Aim of the task
How many lines in the data below contain the string "colorful"? Matching is case-sensitive, and the answer should consist of the number alone.

[Collection entries]
==============================
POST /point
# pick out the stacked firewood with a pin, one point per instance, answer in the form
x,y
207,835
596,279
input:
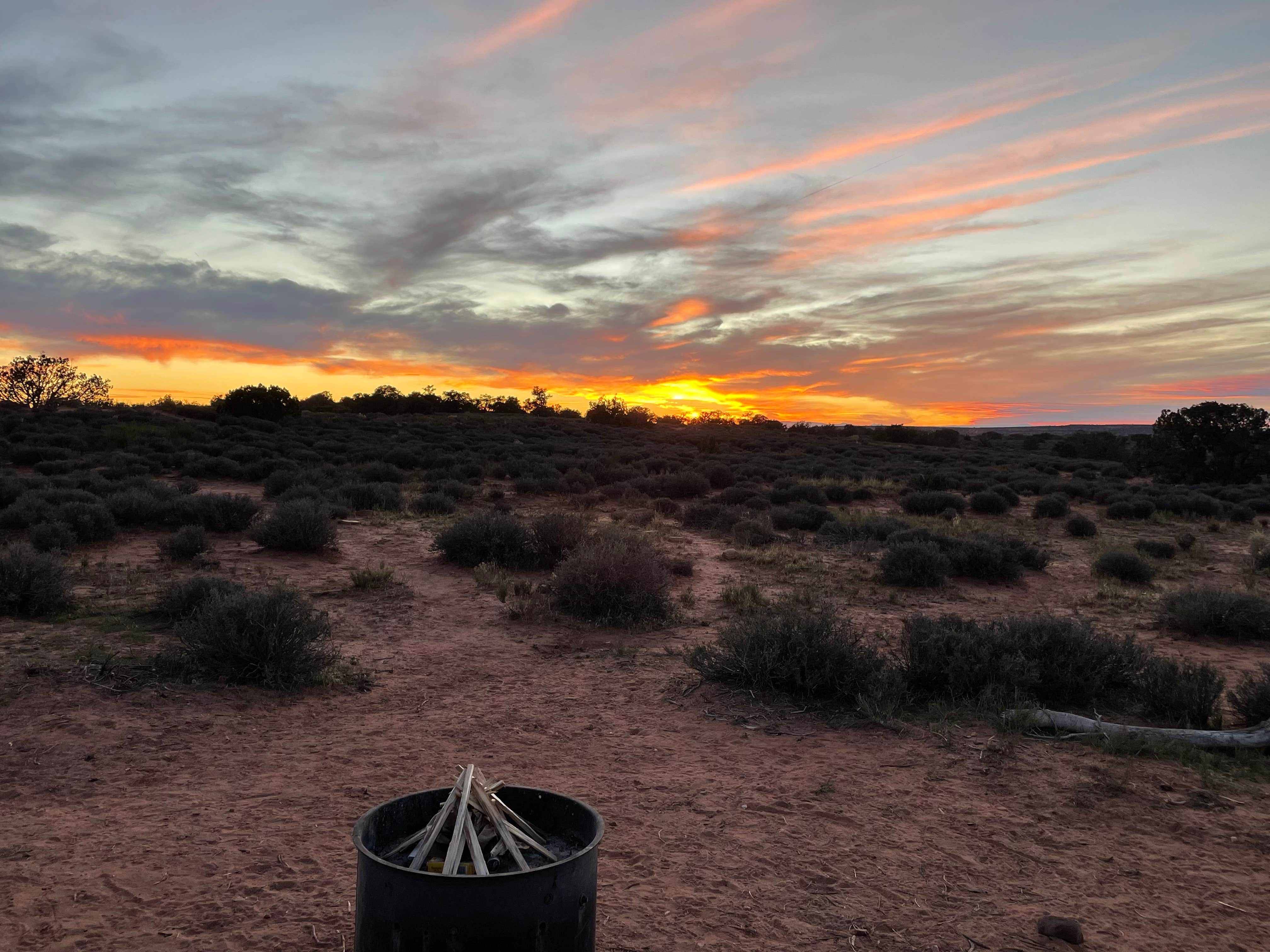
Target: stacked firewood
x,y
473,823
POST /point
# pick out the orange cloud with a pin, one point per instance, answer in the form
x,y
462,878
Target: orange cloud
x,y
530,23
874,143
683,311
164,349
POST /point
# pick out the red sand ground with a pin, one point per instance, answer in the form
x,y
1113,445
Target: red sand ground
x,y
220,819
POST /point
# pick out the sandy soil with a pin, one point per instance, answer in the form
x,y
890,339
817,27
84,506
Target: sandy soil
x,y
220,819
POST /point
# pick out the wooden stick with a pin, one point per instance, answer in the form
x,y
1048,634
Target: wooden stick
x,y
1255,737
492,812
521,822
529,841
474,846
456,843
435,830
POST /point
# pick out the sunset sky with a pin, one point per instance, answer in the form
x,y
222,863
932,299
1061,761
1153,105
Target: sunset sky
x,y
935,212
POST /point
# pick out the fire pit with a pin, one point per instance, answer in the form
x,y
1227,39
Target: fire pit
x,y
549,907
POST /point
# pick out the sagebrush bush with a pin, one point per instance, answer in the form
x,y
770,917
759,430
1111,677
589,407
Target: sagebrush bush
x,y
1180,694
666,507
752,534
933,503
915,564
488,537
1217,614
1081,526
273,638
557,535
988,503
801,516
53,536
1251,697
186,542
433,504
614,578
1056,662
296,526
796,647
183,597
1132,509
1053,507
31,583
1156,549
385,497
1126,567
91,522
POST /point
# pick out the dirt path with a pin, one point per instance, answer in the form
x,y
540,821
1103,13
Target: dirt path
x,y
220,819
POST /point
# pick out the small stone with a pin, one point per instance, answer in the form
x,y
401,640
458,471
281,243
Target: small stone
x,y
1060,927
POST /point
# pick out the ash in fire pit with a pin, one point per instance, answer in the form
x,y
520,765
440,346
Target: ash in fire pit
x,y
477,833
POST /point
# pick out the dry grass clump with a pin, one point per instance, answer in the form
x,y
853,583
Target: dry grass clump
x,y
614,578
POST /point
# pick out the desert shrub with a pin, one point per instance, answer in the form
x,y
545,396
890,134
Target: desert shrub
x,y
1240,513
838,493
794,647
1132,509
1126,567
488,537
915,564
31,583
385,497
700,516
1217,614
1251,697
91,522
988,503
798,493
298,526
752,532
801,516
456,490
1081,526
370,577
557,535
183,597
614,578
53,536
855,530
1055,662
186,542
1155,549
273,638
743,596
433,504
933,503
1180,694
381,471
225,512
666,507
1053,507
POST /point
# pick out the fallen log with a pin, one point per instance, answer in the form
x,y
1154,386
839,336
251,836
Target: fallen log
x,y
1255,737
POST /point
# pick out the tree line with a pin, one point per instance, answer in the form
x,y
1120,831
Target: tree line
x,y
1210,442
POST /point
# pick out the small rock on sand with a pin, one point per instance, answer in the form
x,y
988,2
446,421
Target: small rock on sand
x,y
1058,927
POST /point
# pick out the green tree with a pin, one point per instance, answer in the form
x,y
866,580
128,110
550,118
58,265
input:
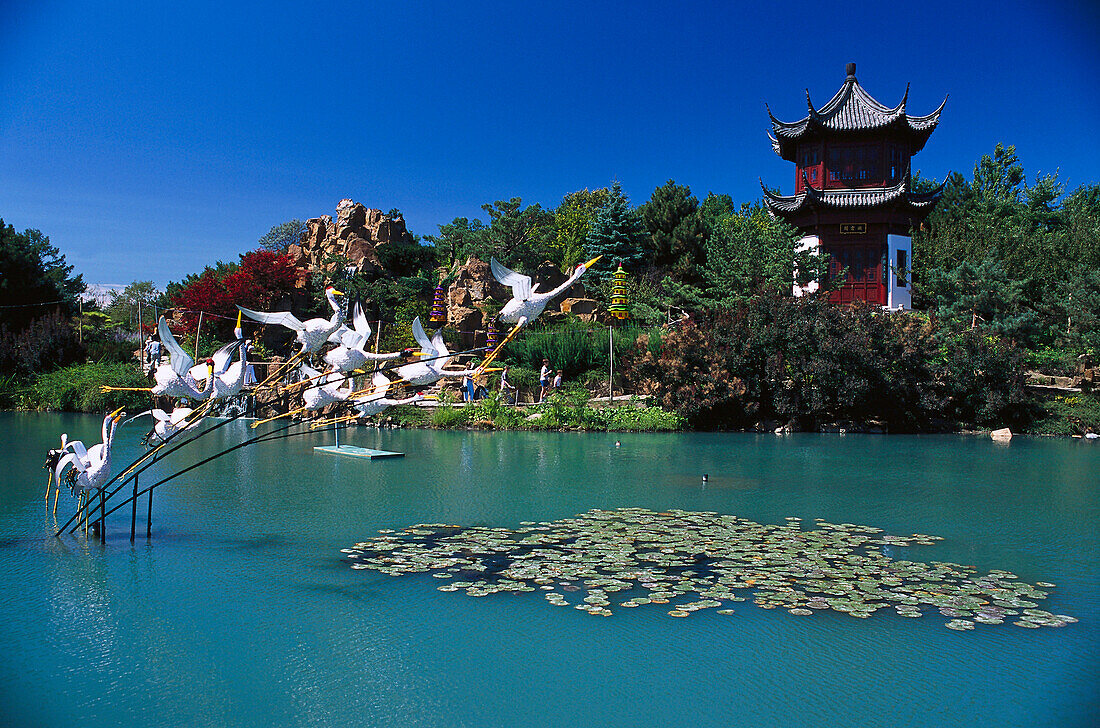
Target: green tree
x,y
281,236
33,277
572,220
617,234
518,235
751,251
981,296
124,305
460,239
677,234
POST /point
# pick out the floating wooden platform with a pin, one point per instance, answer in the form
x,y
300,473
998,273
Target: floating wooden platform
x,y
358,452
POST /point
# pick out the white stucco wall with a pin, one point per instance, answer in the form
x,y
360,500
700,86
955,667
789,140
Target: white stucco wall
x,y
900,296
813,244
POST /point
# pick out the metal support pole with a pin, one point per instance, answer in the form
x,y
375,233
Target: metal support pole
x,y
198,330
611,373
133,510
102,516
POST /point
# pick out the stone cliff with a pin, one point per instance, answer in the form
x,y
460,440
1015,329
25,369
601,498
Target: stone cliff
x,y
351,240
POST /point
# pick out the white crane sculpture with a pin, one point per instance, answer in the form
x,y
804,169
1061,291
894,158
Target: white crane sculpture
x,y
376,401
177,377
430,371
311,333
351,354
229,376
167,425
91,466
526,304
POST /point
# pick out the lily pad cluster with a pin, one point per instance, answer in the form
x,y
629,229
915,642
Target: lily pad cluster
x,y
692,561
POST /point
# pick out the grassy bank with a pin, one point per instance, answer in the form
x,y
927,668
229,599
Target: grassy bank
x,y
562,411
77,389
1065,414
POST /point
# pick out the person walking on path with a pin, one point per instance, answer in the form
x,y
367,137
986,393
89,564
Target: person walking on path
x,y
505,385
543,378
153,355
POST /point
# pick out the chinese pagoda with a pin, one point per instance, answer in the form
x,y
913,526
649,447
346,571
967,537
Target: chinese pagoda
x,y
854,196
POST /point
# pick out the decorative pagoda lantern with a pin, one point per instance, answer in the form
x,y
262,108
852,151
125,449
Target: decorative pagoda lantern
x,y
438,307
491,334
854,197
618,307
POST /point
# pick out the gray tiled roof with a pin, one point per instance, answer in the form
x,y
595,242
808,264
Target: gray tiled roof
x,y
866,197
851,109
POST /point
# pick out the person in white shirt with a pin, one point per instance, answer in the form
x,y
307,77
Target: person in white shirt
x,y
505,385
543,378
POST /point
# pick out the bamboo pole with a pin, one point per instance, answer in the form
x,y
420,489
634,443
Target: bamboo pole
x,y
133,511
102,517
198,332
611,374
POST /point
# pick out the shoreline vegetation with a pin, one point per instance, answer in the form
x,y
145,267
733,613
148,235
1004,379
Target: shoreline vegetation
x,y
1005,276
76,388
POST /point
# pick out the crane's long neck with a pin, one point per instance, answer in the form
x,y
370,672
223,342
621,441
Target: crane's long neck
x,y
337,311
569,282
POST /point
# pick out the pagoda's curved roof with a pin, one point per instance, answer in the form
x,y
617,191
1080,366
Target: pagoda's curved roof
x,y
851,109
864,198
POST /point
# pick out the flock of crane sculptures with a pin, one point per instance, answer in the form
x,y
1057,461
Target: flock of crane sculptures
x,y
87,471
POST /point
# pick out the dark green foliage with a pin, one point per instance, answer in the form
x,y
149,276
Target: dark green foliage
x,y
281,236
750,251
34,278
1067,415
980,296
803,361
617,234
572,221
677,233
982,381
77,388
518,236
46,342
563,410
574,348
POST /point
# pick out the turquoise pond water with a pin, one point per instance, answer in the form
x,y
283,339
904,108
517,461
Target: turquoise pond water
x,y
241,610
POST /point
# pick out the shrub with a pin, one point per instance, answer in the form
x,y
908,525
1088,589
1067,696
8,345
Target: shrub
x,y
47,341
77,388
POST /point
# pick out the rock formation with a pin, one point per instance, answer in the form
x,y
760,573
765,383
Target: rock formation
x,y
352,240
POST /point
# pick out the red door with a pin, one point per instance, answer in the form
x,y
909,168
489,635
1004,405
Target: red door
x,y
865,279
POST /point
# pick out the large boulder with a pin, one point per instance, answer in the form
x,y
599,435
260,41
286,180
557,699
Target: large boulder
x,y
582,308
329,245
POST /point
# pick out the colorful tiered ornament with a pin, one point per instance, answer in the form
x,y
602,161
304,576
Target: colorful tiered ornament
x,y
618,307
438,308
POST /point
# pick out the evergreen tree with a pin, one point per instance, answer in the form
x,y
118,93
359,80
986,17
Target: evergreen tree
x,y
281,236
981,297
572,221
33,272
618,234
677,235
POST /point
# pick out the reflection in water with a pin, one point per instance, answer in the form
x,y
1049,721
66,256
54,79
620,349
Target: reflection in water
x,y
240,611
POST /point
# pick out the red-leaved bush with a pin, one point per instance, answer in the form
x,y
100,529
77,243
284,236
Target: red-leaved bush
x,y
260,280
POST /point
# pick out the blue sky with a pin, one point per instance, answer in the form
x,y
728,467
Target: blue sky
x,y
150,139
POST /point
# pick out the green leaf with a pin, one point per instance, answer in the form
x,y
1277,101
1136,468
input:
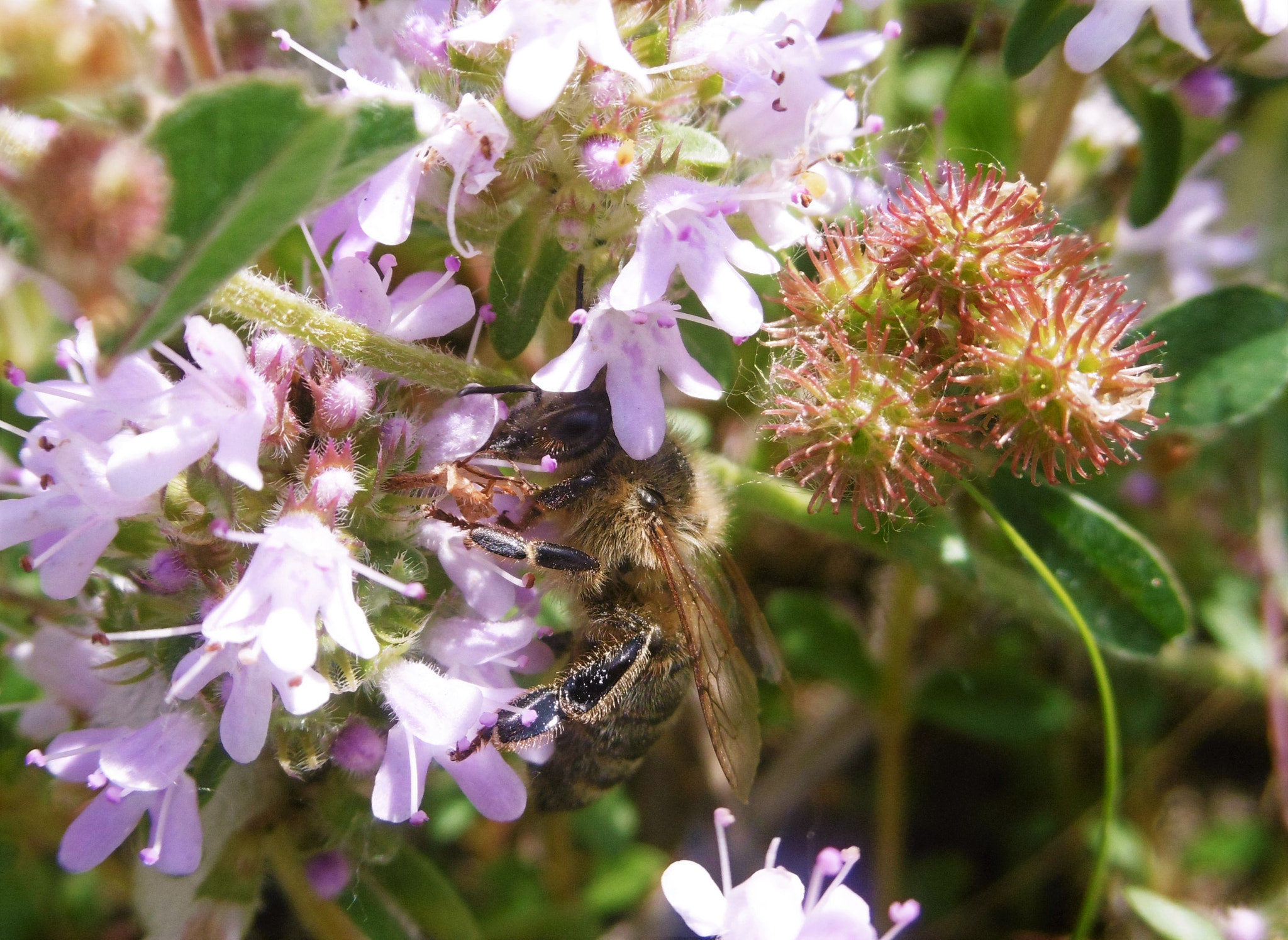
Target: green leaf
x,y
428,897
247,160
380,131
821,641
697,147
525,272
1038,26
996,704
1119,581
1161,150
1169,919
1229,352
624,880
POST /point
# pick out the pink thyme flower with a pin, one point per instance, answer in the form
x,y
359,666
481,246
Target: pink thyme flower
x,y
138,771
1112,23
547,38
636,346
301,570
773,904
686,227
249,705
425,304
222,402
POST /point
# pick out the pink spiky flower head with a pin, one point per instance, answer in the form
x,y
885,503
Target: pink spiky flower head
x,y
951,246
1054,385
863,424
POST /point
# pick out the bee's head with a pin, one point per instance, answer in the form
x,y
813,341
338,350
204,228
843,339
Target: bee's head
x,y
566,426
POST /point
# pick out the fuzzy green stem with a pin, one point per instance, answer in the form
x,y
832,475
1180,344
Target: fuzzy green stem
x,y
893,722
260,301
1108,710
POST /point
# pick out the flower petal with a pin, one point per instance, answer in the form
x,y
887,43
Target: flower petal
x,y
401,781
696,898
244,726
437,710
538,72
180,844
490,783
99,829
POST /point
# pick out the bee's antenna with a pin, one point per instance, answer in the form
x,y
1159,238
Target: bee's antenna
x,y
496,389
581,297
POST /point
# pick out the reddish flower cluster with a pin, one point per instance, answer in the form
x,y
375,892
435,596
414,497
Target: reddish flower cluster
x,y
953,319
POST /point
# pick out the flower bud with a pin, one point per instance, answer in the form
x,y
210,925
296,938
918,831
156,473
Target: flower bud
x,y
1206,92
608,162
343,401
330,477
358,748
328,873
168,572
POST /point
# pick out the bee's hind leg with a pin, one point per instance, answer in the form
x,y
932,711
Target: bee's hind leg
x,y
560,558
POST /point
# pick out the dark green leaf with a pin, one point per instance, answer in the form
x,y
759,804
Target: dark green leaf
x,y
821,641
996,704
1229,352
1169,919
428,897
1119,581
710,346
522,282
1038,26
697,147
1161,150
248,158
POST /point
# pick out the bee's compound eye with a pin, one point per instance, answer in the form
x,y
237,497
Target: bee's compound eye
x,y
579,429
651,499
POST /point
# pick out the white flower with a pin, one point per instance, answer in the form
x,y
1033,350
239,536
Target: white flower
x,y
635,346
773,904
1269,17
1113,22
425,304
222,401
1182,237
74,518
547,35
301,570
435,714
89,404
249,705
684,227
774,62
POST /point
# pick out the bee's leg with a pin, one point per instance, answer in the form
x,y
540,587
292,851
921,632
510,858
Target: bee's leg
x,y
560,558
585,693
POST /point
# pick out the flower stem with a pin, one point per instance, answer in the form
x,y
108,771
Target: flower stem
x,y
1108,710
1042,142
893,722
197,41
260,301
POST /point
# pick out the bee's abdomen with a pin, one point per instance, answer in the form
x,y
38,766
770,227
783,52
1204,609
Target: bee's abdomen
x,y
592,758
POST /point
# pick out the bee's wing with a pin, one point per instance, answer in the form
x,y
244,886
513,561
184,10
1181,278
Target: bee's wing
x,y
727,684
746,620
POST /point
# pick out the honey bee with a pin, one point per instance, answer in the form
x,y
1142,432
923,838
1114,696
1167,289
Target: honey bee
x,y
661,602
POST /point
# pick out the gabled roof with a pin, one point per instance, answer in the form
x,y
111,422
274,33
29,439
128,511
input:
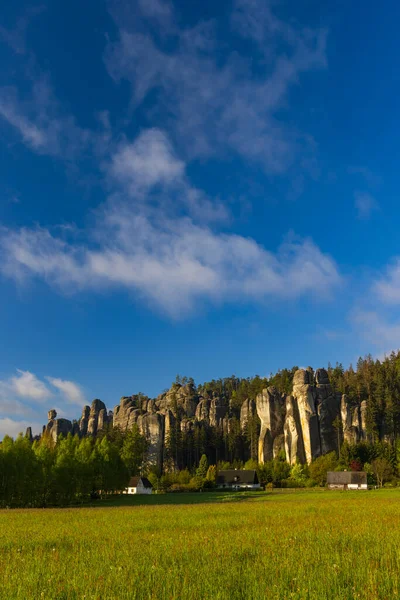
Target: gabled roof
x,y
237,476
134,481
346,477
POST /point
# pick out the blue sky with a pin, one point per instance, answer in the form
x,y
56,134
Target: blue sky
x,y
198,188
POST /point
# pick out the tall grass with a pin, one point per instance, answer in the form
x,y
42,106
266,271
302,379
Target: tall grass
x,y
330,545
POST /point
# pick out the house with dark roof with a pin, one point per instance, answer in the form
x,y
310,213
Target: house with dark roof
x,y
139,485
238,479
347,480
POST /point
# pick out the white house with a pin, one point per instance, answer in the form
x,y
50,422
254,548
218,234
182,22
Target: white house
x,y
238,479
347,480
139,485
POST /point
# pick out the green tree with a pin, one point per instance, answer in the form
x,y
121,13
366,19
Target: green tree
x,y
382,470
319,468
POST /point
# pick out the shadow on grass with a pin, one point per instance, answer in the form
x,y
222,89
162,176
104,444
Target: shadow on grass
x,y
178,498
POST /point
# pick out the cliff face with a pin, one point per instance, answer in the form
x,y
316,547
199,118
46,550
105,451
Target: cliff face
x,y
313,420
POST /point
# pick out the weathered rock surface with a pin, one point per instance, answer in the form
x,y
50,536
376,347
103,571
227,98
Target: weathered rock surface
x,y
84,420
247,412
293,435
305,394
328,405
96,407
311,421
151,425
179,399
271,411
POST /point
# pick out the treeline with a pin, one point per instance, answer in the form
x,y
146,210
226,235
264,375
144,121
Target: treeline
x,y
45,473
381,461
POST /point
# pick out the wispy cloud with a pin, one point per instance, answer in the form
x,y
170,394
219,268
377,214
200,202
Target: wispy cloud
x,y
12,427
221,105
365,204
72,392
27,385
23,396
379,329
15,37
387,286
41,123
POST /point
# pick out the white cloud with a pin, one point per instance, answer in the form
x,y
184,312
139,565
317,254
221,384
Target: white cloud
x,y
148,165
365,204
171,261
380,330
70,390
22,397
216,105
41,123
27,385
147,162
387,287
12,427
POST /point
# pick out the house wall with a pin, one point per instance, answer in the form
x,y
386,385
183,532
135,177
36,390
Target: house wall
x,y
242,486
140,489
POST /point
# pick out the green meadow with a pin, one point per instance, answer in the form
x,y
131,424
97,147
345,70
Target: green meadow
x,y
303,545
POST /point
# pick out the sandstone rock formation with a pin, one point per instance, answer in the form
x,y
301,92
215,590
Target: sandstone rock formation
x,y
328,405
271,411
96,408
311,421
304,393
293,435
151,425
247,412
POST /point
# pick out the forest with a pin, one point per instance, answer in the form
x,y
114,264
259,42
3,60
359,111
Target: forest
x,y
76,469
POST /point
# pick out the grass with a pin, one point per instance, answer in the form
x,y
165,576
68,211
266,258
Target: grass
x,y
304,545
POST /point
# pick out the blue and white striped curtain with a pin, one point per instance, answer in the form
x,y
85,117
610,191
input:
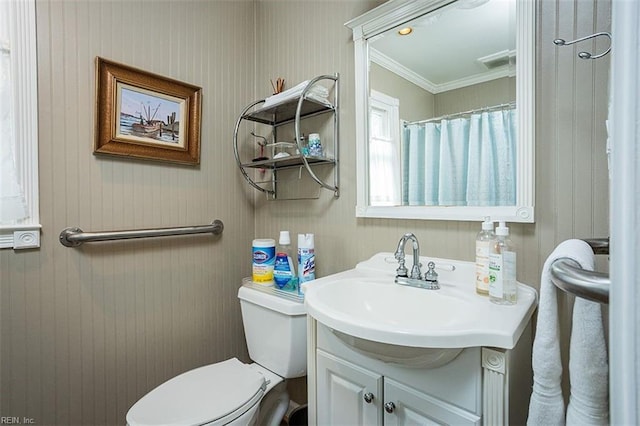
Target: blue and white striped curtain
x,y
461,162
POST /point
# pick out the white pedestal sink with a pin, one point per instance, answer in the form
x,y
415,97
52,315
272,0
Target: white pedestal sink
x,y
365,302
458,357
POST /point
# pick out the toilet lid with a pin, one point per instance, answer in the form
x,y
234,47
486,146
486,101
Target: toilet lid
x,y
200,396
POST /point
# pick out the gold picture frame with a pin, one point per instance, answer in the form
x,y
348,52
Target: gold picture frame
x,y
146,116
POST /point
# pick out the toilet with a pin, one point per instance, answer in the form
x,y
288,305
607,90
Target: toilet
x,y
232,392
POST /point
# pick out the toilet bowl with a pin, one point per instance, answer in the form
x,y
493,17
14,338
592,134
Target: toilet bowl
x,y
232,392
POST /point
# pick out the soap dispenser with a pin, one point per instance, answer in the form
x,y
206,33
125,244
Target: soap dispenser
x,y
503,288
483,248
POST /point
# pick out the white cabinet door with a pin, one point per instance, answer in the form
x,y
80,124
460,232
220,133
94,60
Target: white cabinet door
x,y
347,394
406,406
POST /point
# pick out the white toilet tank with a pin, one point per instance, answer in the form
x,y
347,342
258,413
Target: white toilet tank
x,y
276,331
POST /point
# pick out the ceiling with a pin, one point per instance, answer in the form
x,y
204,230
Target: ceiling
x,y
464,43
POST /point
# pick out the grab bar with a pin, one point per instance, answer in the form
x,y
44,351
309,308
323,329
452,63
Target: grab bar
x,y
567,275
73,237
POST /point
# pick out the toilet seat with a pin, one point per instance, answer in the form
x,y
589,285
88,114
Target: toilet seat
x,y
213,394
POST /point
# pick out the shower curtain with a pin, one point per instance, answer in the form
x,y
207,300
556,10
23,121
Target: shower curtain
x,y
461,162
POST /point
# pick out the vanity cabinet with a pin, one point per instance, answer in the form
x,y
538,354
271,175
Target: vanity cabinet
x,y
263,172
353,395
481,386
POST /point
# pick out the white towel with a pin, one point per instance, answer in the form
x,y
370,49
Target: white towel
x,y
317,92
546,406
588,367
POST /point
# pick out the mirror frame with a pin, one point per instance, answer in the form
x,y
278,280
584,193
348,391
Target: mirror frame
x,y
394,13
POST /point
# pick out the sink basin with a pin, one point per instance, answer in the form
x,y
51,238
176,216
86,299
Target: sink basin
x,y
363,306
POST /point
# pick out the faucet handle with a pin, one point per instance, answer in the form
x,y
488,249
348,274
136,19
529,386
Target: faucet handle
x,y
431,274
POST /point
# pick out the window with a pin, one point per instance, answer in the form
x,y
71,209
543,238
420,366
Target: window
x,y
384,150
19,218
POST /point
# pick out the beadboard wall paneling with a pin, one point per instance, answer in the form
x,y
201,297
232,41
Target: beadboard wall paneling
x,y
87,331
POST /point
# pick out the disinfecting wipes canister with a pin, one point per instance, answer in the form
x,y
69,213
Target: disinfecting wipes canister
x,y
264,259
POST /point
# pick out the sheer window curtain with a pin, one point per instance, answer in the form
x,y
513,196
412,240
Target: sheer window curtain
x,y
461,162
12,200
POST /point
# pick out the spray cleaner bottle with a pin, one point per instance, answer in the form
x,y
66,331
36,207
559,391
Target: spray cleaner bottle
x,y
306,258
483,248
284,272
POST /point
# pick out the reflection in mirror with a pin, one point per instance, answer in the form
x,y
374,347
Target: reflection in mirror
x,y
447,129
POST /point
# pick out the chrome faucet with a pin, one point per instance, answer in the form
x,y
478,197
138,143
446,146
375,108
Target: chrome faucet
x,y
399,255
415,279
==============================
Finished task
2